**Exercise objective**
Recast each line of the data below as an item in a numbered list, leaving out any blank lines.

## start Dataset excerpts

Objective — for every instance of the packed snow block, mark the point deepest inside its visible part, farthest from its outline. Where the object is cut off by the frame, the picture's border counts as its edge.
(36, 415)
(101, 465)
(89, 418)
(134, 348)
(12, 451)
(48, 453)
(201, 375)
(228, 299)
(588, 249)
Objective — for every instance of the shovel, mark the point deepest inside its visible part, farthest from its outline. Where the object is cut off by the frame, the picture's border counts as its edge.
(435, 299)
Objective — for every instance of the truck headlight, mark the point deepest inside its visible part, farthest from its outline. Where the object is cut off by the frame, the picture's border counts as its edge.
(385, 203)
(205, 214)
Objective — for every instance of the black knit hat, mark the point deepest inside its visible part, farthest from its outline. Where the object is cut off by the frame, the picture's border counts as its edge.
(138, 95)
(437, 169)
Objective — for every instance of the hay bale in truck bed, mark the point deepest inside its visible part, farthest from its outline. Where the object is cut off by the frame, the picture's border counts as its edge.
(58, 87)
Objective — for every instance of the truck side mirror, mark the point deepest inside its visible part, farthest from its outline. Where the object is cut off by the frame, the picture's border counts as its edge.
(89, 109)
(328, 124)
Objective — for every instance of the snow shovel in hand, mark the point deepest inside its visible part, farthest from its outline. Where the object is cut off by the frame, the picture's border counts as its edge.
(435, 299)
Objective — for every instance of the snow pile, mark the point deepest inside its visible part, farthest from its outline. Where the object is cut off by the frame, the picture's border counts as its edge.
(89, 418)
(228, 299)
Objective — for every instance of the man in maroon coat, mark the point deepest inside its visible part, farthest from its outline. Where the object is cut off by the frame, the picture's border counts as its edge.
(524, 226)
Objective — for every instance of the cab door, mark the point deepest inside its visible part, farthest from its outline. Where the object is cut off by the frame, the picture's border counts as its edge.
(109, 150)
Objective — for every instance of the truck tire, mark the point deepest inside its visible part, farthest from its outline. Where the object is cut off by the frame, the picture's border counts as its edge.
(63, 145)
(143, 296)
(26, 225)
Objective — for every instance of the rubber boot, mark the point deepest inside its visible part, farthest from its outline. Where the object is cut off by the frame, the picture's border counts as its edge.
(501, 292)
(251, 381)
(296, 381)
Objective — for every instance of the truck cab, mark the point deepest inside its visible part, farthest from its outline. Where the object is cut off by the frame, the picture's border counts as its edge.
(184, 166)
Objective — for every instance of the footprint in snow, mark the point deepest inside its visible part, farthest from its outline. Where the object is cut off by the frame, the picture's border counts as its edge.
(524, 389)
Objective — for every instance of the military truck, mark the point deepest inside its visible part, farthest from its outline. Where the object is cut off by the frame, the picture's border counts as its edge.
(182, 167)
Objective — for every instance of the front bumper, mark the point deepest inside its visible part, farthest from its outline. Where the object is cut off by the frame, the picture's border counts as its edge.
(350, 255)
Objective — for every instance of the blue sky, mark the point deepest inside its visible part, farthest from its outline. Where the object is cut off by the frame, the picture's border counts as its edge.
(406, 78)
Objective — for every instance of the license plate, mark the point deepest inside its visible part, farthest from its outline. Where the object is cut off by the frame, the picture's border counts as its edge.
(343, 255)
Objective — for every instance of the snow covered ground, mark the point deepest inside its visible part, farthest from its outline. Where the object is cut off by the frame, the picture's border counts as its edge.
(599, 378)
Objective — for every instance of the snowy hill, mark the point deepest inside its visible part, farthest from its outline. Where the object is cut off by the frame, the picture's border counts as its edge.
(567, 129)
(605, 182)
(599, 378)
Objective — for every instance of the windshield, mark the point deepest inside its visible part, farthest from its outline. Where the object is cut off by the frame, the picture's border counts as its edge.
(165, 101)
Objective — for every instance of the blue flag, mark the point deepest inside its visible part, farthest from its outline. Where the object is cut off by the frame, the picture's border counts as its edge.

## end Dataset excerpts

**Response to the exercise**
1. Objective — for every instance of the packed snow block, mark the point deepest inside its visible part, farthest from its outline. Where the object is cut off by the frame, the picture's border counts as its edge.
2. (36, 415)
3. (101, 465)
4. (89, 418)
5. (134, 348)
6. (12, 451)
7. (48, 453)
8. (201, 375)
9. (228, 299)
10. (588, 249)
11. Objective — for every instance of the shovel, mark the point deepest inside its visible part, farthest from its outline. Where the object is cut off by the frame, the picture's border counts as its edge.
12. (435, 299)
13. Objective — for every instance of the truck headlight, mark the point deepest inside its visible part, farthest from its outline. Where the object is cut off by the frame, the picture's border counts as its edge.
14. (385, 203)
15. (205, 214)
16. Objective — for every instance of the black knit hat, mark the point deepest inside its visible part, farthest from its outline. Where the object is cut off by the frame, the picture's border counts as its edge.
17. (138, 95)
18. (437, 169)
19. Objective — for every instance of the hay bale in truck bed, mark the point deepest inside its visible part, farthest from its outline. Where the object is cut off by the frame, the picture's border counts as its edge.
20. (58, 87)
21. Objective — for every instance of the truck side mirror, mark the point deepest inside its visible part, farthest from its outline. Where the object is cut off by the frame, the picture's border counts as its edge.
22. (89, 109)
23. (328, 124)
24. Objective — for every instance of the snow shovel in hand, mark the point deepest inside its visible part, farthest from its outline. Where the object is cut off by the frame, the picture's border counts as its edge.
25. (435, 299)
26. Objective — for every instance of the snow pile, mark the point deepest inside its visible part, farthest from its outline. Where the object is cut off by the frame, the picture's border counts as its edge.
27. (89, 418)
28. (228, 299)
29. Objective — for every instance of the man in maroon coat, mark the point deepest inside its visible part, farthest from its outline. Where the object is cut off by the frame, the picture's border counts as its edge.
30. (524, 226)
31. Objective — for every instance of the cab door, mark the point deepest inside its visible part, farthest from its outline. Where the object is cut off by the frame, the picture's border counts as its edge.
32. (109, 150)
33. Objective — for every instance of the truck tire, mark the point deepest inside its visible part, farthest from its outline. Where the object is cut off by the frame, the picture's border counts as its edge.
34. (63, 145)
35. (143, 296)
36. (26, 225)
37. Objective — for every instance of the rubber boot, mark the point deepest inside its visible part, farthest from its outline. Where the object is cut off by the frame, the picture's border counts as its edge.
38. (501, 292)
39. (251, 381)
40. (296, 381)
41. Objective — for every instance of the truck cab, mark the point deepest inside its visible part, farthest from its outline. Where the object is cut off by the frame, the picture's border counts as its edge.
42. (184, 166)
43. Objective — for every instance of the footprint in snow, mark the point deepest inside its visible part, farthest from its outline. Where the object is cut off by the frame, the picture's border counts as its edge.
44. (524, 389)
45. Objective — for every instance of the military truck, mark the point deepest inside its visible part, farthest from its outline. Where the object is cut off by the frame, the picture's border counts as its edge.
46. (182, 167)
47. Objective — for every instance of the front bumper, mark the point deepest inside its visible part, farthest from its outline. Where the object is cut off by the frame, the picture's border counts as its edge.
48. (350, 255)
49. Objective — for every instance of the blue sky, mark the point deepest inside its visible part, farthest from its outline. Where the object is cut off by the frame, the picture's border counts as its edge.
50. (406, 78)
51. Objective — for every instance of the license plate, mark the point deepest inside its visible part, farthest from its outline. Where the object is cut off by the frame, the picture's border counts as its edge.
52. (343, 255)
53. Objective — for every instance of the snow covered ground, mark the point deepest inside its visible part, farthest from its outline. Where the object is cut off by the frame, the picture's border counts as its edge.
54. (599, 378)
55. Objective — for every instance of the snowy hill, mark the point deepest inside its visible part, farthest from its outline. Where the object is cut off by the frame, the picture's border counts as its edge.
56. (567, 129)
57. (605, 182)
58. (599, 378)
59. Objective — for every instance of the windshield, mark the point deepest inside its visible part, farthest from its outline. Where the object is cut off by the frame, the picture's border counts as its edge.
60. (165, 101)
61. Objective — for every instance of the blue flag, mark the point deepest inside its visible part, farthest from its outline. Where the object is cut off by the frame, the picture's border counts as its edge.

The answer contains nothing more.